[start]

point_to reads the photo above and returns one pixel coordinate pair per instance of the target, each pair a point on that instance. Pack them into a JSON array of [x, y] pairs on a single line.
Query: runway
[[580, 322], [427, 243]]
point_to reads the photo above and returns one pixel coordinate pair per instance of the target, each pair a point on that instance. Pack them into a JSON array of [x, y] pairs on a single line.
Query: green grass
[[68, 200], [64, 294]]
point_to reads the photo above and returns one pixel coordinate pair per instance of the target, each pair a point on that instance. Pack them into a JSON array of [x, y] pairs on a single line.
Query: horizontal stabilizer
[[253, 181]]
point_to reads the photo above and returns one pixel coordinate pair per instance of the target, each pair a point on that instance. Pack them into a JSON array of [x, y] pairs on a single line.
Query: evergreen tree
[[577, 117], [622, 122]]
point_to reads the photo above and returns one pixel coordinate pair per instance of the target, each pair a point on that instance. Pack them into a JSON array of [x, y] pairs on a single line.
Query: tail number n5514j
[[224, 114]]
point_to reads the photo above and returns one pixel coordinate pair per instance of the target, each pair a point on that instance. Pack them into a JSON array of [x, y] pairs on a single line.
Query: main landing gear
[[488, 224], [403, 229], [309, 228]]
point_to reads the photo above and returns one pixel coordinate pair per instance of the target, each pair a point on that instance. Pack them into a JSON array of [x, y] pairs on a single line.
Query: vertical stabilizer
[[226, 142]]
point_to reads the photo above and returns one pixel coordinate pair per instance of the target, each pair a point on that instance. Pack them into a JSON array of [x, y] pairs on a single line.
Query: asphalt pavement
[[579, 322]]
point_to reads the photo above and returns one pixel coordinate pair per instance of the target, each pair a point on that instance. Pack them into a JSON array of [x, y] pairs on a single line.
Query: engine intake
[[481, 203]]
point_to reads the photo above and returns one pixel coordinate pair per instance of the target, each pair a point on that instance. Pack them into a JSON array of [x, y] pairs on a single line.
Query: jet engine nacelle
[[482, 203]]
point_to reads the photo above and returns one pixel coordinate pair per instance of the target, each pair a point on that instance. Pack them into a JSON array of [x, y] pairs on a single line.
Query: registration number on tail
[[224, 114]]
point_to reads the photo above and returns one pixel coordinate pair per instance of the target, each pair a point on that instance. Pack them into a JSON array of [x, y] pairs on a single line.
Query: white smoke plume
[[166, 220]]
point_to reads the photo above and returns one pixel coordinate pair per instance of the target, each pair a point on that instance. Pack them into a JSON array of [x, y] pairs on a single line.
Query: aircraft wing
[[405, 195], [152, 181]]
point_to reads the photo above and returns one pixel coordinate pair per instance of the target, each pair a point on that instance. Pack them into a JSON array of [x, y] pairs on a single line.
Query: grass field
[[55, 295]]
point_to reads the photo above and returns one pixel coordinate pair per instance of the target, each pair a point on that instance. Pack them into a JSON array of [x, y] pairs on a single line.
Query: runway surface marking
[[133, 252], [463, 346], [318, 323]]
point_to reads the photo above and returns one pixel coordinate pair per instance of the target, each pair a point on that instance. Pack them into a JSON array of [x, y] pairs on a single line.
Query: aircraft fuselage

[end]

- _What to produce_
Copy all of the records above word for word, changing nothing.

- _Task result_
point_to reads the photo above and returns one pixel coordinate pair per instance of the target, each pair a point on that instance. Pack them into a JSON array of [x, y] pairs on a single line.
Query: runway
[[580, 322], [427, 243]]
point_to reads the photo above and returns one pixel coordinate pair per instance of the target, each pair a point on that instance. Pack them into a JSON array of [x, y] pairs on a single line.
Query: green grass
[[68, 200], [64, 294]]
point_to reads the photo above and returns one pixel coordinate pair per instance of the target, each pair a point on that instance. Pack them into a JSON array of [x, y] pairs on a single line.
Query: horizontal stabilizer
[[253, 181]]
point_to reads the photo above and returns one pixel coordinate pair per instance of the target, each pair a point on that instance. Pack them into a JSON array of [x, y] pairs on a single line.
Query: evergreen tree
[[577, 117], [622, 122]]
point_to reads the photo above and returns one pixel coordinate pair per instance of the target, each pair a point on that instance. Pack them into a JSON array of [x, y] pairs on a single line.
Query: tail number n5514j
[[224, 114]]
point_to reads the photo above and returns one pixel coordinate pair per instance of the target, each pair a point on that instance. Pack them into a JSON array of [x, y] pairs on a single line.
Query: main landing gear
[[488, 224], [403, 229], [309, 228]]
point_to reads the photo above and returns one pixel coordinate pair per instance of the target, each pair a point on that instance. Pack them into a JSON array of [x, y] pairs on a single line.
Query: vertical stabilizer
[[226, 142]]
point_to reads the photo above and returns one pixel coordinate pair per instance of the target, each pair a point on that instance. Pack them into a JSON array of [x, y] pairs on a single line.
Query: asphalt pavement
[[579, 322]]
point_to reads the photo above and returns one pixel coordinate pair per instance of the target, each pair a point on that instance. Pack them into a JSON array of [x, y] pairs on a single line.
Query: engine intake
[[481, 203]]
point_to reads the photo above and returns one pixel coordinate pair per instance of the target, each pair a point on that instance. Pack them into a JSON array of [x, y] pairs on a single line.
Query: jet engine nacelle
[[482, 203]]
point_to reads the photo above and returns one pixel coordinate pair per instance of the target, each pair a point on that instance. Pack them into a JSON array of [x, y] pairs on a single line.
Query: registration number on tail
[[224, 114]]
point_to reads the photo above and returns one pixel coordinate pair per instance of the target, each pair a point on that instance. Pack them into a JSON array of [x, y] pairs on a single line.
Query: white smoke plume
[[166, 220]]
point_to reads the photo above and returns one pixel coordinate pair per instance of the target, each pair a point on that instance. Pack them into a JSON array of [x, y] pairs on a single line.
Query: aircraft wing
[[405, 195], [152, 181]]
point_to reads the photo above and returns one pixel coordinate pair per instance of the target, each pair a point on that instance. Pack them into a JSON array of [x, y] pairs on a single line.
Query: grass field
[[55, 295]]
point_to reads the photo above and returns one pixel coordinate pair per instance of the target, each pair a point on that instance. Pack them into a JSON array of [x, y] pairs on a single line.
Query: runway surface marking
[[133, 252], [463, 346], [318, 323]]
point_to reads the photo above and returns one pixel coordinate pair per instance of the target, each pair a point on that instance. Pack them into a JSON array of [x, y] pairs on a single line.
Query: aircraft fuselage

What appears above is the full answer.